*SOURCE EXTRACT*

Find roots of Black heritage in West Africa
With COVID restrictions relaxed, many travelers are saying “yes” to the invitation Ghanaian president Nana Akufo-Addo had extended pre-pandemic to people with African heritage: to return to this West African country, explore their African roots, and connect with its citizens. The journeys, popularized by celebrity travelers such as Danny Glover and Chance the Rapper, were often emotional ones as visitors confronted the physical remnants of the slave trade along Ghana’s coast.
“More than a return, it’s a remembering,” says National Geographic photography fellow Melissa Bunni Elian, who journeyed to Ghana last spring. Elian notes that Ghana has a “strong pan-African spirit. You’ll hear Afrobeats everywhere, from the taxis to the grocery store, but also reggae, Haitian zouk, American hip-hop.”
For those interested in design, the capital of Accra is “the center of fashion for Ghana,” she says. “There’s always something bright or loud or colorful. [Ghanaians] have very distinct ways of putting things together.”
Experience why this is the Great Lakes city to watch
Wisconsin’s biggest and liveliest city combines a blue-collar, back-thumping energy with a close-knit creative community that’s turning heads beyond the Great Lakes. (Having a winning NBA team, the Bucks, doesn’t hurt either.)
Like the 450 motorcycles displayed inside its Harley-Davidson Museum, Milwaukee is revving its engines in 2023. Riverside promenades are being built along its three waterways (the Milwaukee, Kinnickinnic, and Menomonee Rivers), and the buzzy Deer District rises from a former field of vacant lots, with hotels, concert venues, and the Bucks arena. Meanwhile traditional neighborhoods are getting fresh development projects, such as the planned arts and cultural center in Bronzeville focused on African American art.
Follow the locals and kayak down one of the rivers before disembarking to explore the Historic Third Ward, a former industrial neighborhood laced with bike lanes. At the Milwaukee Public Market, you can score a bag of cheese curds, as beloved as the local bratwursts; then follow the shore of Lake Michigan to the Milwaukee Art Museum’s sculptural pavilion designed by Santiago Calatrava.
Beer was the drink that made Milwaukee famous. Hit up a brewery—the city has dozens—to see how they’ve evolved. The stylish taprooms pouring crafted IPAs and porters are light-years removed from the clinky-clanky bottling plants where TV characters Laverne and Shirley toiled.

*EXCERPTED RECORDS*
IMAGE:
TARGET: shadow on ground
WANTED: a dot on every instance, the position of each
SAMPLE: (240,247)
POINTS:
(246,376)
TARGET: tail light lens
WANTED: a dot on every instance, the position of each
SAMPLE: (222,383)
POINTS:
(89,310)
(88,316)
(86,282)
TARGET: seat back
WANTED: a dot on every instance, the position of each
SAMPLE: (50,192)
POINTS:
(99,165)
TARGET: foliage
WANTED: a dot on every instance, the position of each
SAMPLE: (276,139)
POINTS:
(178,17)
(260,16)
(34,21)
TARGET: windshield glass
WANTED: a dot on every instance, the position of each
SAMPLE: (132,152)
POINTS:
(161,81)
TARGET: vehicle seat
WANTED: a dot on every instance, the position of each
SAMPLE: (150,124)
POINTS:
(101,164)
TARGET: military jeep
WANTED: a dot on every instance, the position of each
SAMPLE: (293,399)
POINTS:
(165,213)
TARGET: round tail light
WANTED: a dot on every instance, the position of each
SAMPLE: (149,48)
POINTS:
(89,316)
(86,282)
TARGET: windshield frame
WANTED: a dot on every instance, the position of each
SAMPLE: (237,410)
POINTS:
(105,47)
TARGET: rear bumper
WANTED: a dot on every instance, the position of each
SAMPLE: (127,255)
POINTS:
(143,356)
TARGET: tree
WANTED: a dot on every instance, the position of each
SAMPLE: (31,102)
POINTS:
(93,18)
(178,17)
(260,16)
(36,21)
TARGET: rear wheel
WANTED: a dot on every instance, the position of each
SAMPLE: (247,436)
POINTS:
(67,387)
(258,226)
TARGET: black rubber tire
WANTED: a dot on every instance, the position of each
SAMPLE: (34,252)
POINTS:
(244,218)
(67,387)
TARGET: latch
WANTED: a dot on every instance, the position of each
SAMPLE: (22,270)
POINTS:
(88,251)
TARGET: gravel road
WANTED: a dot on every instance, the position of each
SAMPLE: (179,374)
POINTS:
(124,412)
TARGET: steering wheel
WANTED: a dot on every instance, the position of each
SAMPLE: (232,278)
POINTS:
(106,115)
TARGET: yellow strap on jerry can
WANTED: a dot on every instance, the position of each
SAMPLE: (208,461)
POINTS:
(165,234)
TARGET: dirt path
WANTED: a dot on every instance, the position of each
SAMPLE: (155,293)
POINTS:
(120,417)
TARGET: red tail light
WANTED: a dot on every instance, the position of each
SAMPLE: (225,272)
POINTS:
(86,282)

*TASK DETAILS*
Using the travel text about Ghana and Milwaukee, answer these:
1. Which city does Melissa Bunni Elian call "the center of fashion for Ghana"?
2. How many motorcycles are displayed inside the Harley-Davidson Museum?
3. What are the names of Milwaukee's three waterways?

*ANSWER SPACE*
1. Accra
2. 450
3. The Milwaukee, Kinnickinnic, and Menomonee Rivers